### READING TEXT
Community management approaches did not appear spontaneously, nor do they exist in a vacuum. They emerged from a long history of trial and error in the rural water supply sector, and are linked to and affected by developments in many other sectors, particularly those related to more general rural development, but also natural resource management and, specifically, water resources management.
The rural water supply and sanitation sector gradually emerged in the two decades prior to the 1980s International Drinking Water Supply and Sanitation Decade (IDWSSD). It developed in reaction to the struggles of post-colonial states to extend the benefits of 'modern' infrastructure to their rapidly expanding populations. In the view of many of these states, rural water supply was the responsibility of the national state.
If a single starting point for the more recent development of the sector is sought, it should be the 1977 Mar del Plata conference which set the groundwork for the IDWSSD. The Decade put the emphasis on community involvement in rural water and sanitation programmes. Community management came into being only during the IDWSSD, when the problems with existing, state and supply-driven management paradigms came to the surface. One of the main arguments of this book is that it is only now, at the start of the twenty-first century, that community management is ready to grow up from being an interesting pilot approach to become a paradigm for rural water supply throughout the world.
Pre-1980s – early days – the first steps towards involving communities
The earliest documented experiences of community involvement in water supply projects date from the late 1960s. The first use of the 'community participation' keyword in IRC's library database (IRCDOC2) dates from 1967, and concerns an introduction to evaluative research (Suchman 1967). The first books in the IRC collection on community involvement in water supply projects came from Taiwan (1969) and Colombia (1975) (Chang 1969; Inpes-Bogotá 1975). The IRC was an early champion of community involvement, and in the late 1970s it produced the first of its many books on the subject. The first bibliography and literature review on participation and education in community water supply and sanitation were published in 1979 and 1981 (Wijk-Sijbesma 1979, 1981).
1980s – the International Drinking Water Supply and Sanitation Decade – community involvement
The community involvement paradigm was officially adopted by the international community during the 1977 World Water conference in Mar del Plata, Argentina. The conference adopted a declaration in which it announced the IDWSSD, the slogan of which was to be Water and Sanitation for All. The conference recognized that to come close to accomplishing this goal, a 'radical overhaul of precepts and investment strategies governing the proliferation of taps, pumps and pipes in the developing world' was required (Black 1998:4).
Such an overhaul was long overdue. The conventional water and sewerage systems, the only ones the international donors had to offer, were complex and affordable only to an elite minority, leaving a large majority of people without services of any kind. Public health experts and engineers had learnt from experience that poor people could only expect exclusion and marginalization from existing models of service delivery (Black 1998). 'The vast majority of those without water and sanitation services were poor, and the countries in which they lived were frequently water short and had little to spend on public infrastructure' (Black 1998:4). Therefore, if there was to be any substance to the Decade's slogan, entirely different, lower-cost approaches would have to be found, capable of extending services to poorer urban and rural areas; and governments and donors had to be persuaded to invest in them.

### MATERIAL
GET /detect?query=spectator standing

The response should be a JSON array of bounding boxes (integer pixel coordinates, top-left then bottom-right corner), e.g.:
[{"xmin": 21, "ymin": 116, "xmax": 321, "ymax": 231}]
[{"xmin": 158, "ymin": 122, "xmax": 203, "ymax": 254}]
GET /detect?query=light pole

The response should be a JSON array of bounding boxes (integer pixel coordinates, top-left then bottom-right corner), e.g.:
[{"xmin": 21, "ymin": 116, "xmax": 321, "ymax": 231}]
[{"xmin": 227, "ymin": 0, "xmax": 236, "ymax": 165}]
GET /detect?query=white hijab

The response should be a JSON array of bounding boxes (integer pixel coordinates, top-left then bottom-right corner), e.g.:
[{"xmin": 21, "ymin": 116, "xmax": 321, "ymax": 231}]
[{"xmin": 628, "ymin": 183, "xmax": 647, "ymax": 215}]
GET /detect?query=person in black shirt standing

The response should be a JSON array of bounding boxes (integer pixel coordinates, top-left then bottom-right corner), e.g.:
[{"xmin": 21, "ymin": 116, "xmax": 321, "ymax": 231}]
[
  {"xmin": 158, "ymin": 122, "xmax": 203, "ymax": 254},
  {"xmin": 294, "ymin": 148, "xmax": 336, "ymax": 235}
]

### SET TASKS
[1] In the passage on rural water supply, where was the 1977 World Water conference held?
[2] Turn the paragraph of the passage on rural water supply that begins "Such an overhaul was long overdue" into a short bulleted list that keeps its main facts.
The lines above aren't needed for this.

### RESPONSES PER TASK
[1] Mar del Plata, Argentina.

[2]
- The overhaul was long overdue.
- International donors offered only conventional water and sewerage systems. These were complex and affordable only to an elite minority, so most people had no services at all.
- Public health experts and engineers had learned that existing service models left poor people excluded and marginalized.
- Most people without water and sanitation were poor. Their countries were often short of water and had little to spend on public infrastructure.
- For the Decade's slogan to mean anything, very different, lower-cost approaches were needed to reach poorer urban and rural areas. Governments and donors also had to be persuaded to invest in them.